⟨
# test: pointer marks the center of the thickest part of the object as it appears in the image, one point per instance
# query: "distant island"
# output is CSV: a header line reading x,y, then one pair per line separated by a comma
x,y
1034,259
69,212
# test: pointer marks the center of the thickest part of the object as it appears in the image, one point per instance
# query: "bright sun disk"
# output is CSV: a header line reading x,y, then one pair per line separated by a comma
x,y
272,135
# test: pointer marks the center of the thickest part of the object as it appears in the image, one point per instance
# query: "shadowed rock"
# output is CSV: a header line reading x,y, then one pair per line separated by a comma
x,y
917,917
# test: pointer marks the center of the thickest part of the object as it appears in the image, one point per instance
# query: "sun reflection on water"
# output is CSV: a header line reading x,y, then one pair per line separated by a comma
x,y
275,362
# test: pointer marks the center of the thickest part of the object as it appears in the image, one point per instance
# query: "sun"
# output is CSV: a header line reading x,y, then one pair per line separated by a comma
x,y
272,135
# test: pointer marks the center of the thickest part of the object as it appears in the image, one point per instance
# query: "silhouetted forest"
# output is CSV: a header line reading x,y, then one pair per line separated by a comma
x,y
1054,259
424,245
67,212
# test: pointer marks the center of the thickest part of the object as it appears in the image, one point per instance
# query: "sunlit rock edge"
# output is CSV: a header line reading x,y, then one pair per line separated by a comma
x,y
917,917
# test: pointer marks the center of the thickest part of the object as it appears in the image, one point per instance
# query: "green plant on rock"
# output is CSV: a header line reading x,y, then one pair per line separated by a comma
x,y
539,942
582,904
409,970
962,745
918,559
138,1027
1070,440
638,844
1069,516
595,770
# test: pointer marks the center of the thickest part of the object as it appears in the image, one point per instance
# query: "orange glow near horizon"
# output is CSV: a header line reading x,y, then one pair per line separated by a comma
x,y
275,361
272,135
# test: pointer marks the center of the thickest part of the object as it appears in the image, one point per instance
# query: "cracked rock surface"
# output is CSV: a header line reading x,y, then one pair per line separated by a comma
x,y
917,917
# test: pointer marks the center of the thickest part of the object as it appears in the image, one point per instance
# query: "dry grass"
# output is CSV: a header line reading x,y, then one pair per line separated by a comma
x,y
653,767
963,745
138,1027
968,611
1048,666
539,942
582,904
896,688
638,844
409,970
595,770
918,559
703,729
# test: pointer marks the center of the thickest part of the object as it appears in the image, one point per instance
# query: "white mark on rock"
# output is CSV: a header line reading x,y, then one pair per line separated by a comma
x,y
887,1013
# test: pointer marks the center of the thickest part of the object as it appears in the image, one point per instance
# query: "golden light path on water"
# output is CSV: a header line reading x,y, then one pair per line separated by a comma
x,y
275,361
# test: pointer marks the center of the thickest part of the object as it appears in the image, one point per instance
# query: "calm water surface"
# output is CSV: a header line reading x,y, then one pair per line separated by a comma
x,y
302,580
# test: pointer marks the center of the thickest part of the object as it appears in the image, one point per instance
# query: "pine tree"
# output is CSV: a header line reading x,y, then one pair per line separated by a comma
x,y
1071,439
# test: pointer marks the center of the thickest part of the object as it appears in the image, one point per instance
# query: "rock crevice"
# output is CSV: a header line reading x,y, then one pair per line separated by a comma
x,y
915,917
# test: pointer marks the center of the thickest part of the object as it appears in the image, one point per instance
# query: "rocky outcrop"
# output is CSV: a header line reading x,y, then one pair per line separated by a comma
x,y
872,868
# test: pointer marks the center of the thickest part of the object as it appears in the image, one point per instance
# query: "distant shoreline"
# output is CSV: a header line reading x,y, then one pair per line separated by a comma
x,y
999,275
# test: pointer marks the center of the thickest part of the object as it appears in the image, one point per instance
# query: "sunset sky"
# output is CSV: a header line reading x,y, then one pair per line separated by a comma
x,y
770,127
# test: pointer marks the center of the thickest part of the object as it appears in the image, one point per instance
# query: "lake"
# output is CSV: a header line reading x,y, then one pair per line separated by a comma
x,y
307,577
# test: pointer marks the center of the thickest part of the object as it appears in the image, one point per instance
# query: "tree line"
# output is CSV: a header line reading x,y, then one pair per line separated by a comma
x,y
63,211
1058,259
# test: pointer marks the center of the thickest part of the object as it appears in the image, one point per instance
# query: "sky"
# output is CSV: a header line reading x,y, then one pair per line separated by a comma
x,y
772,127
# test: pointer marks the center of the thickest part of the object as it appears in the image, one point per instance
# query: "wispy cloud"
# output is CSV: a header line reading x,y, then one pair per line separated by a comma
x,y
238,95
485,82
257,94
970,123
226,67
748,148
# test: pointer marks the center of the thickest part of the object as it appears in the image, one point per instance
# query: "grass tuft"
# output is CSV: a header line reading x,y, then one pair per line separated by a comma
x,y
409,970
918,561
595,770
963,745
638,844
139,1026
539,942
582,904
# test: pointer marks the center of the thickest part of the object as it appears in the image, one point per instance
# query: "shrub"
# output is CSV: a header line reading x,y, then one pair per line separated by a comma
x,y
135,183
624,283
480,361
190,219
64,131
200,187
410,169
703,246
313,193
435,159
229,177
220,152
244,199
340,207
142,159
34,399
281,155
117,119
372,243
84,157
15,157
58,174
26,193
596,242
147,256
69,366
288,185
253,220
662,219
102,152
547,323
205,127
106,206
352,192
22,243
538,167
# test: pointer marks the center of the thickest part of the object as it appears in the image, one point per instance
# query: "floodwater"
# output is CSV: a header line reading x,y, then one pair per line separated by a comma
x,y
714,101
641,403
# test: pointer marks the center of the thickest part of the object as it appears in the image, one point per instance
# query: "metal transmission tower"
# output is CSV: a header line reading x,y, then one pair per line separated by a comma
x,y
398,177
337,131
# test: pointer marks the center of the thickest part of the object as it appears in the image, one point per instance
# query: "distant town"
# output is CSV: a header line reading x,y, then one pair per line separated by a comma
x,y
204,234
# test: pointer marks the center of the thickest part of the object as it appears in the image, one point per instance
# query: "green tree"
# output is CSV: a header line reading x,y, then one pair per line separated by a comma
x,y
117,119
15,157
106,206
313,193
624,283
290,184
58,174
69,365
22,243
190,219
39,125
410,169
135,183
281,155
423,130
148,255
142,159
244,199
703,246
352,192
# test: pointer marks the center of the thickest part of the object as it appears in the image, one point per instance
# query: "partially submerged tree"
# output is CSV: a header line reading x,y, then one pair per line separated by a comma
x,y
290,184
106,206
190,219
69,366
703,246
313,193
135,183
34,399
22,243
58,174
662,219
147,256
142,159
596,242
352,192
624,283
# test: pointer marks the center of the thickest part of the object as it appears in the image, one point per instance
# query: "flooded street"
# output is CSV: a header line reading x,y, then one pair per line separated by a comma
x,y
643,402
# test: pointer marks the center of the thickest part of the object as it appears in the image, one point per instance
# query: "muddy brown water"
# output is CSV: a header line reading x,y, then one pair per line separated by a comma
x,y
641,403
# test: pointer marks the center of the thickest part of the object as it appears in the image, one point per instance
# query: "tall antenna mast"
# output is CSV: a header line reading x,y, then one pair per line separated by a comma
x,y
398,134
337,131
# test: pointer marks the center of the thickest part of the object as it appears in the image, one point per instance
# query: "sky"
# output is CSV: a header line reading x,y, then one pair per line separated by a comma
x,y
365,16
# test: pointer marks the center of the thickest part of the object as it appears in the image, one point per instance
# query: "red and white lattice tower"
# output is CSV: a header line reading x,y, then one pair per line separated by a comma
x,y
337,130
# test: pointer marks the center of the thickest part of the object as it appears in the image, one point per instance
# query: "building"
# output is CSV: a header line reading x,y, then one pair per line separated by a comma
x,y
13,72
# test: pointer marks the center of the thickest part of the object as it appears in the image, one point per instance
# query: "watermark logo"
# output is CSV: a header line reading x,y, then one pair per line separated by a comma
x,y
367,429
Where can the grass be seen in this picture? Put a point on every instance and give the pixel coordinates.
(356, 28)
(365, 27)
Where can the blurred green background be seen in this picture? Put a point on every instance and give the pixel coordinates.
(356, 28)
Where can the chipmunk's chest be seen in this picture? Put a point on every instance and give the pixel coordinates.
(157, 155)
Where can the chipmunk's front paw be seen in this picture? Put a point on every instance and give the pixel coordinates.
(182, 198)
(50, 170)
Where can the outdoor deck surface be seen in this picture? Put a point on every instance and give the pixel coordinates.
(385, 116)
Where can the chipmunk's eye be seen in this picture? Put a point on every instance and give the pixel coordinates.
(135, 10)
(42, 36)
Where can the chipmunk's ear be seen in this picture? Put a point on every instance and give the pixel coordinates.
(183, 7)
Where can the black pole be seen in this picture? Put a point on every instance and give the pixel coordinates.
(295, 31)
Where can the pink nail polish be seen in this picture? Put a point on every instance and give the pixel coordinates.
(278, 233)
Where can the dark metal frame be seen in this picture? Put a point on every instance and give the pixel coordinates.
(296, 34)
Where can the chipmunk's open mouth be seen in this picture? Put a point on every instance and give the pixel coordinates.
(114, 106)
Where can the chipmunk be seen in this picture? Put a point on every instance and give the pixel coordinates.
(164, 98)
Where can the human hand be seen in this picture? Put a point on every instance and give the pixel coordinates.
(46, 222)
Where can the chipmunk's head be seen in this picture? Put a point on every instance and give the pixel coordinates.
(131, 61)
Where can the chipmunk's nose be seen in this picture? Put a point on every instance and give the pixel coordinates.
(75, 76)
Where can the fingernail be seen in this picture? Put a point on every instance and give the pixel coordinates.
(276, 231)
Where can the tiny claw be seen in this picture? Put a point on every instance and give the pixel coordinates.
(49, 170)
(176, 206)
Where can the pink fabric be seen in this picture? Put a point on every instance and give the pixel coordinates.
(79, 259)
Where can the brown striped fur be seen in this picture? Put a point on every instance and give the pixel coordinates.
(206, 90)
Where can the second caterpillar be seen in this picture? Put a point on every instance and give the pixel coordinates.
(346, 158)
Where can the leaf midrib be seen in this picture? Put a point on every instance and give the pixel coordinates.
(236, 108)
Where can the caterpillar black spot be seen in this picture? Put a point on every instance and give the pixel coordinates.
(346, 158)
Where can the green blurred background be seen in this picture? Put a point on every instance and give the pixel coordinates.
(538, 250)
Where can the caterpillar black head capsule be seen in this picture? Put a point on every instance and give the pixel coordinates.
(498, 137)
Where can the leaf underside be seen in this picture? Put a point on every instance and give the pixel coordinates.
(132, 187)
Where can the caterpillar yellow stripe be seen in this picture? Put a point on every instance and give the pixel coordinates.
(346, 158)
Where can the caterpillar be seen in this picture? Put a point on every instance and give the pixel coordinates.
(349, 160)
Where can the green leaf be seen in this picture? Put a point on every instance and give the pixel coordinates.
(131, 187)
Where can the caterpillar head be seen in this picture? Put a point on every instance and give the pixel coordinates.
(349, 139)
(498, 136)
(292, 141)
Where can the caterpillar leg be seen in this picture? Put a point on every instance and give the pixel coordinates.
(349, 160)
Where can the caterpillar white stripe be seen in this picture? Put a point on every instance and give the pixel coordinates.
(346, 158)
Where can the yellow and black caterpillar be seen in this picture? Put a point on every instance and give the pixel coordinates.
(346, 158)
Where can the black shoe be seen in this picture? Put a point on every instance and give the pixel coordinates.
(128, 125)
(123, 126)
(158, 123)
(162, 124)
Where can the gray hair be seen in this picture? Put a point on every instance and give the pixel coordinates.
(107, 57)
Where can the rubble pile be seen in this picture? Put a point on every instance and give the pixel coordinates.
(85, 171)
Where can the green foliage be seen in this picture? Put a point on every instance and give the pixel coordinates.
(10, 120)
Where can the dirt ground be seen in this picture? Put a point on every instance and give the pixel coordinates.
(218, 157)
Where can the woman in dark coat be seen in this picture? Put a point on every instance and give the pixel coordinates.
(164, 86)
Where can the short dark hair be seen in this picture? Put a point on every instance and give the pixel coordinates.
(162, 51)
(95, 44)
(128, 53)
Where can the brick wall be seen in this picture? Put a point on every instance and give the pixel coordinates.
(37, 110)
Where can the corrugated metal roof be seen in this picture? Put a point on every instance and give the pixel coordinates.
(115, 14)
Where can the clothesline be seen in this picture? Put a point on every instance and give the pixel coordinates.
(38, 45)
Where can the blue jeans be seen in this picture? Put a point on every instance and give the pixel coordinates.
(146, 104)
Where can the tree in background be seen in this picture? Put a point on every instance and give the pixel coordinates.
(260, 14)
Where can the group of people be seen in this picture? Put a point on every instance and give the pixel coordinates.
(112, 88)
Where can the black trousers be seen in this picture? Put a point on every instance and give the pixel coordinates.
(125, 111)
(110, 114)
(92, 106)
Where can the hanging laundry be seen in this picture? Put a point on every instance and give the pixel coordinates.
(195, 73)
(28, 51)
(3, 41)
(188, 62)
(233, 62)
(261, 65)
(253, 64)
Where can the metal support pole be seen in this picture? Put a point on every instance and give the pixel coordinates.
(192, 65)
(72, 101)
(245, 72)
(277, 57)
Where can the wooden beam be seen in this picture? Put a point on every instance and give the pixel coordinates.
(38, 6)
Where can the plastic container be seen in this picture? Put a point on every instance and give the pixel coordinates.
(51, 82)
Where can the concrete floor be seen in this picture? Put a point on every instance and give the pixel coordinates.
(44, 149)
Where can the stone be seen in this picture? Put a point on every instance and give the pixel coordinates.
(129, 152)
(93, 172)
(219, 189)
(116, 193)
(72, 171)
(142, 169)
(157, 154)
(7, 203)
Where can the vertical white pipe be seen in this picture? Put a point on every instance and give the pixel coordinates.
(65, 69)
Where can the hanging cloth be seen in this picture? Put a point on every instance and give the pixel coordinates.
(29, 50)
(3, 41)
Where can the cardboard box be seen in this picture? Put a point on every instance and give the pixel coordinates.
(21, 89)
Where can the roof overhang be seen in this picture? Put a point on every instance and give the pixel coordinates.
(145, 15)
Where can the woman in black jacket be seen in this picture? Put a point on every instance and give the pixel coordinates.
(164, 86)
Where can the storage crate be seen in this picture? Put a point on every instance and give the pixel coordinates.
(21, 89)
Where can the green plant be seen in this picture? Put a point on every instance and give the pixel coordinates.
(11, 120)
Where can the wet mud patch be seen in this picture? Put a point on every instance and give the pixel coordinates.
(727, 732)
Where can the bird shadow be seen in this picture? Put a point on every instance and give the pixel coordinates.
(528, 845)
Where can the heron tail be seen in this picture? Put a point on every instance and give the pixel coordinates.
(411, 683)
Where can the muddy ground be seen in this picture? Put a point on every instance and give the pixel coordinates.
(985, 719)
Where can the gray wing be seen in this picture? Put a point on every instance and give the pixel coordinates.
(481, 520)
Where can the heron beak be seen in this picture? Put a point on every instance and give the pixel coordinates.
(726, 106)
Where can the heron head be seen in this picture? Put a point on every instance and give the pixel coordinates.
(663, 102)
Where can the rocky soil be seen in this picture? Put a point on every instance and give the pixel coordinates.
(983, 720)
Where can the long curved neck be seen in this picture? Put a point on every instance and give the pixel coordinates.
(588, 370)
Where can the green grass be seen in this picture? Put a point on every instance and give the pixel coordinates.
⟩
Your task is to output exactly the lines running from the one with "Where can the heron tail" through the final line of the material above, with both ends included.

- _TASK SOLUTION_
Where can the heron tail be seen in this picture? Put a point on every instance and give the pixel coordinates.
(411, 683)
Where can the muddy ground be seen in this picture? Put a point on every instance and give the pixel coordinates.
(985, 719)
Where can the gray wing be seen in this picture? Put a point on every instance and give the pixel coordinates.
(481, 520)
Where can the heron beak be seen in this picture? Put a point on every instance and give the pixel coordinates.
(726, 106)
Where can the heron head be seen in this picture? Put a point on every instance and give the pixel coordinates.
(663, 102)
Where can the rocky soil be seen in this picture? Put a point on every instance and give the pixel coordinates.
(983, 720)
Where can the long curved neck be seen in this picture? Put a point on every instance and give the pixel coordinates.
(588, 370)
Where can the green grass be seen in this picture? Put a point on every instance and give the pixel coordinates.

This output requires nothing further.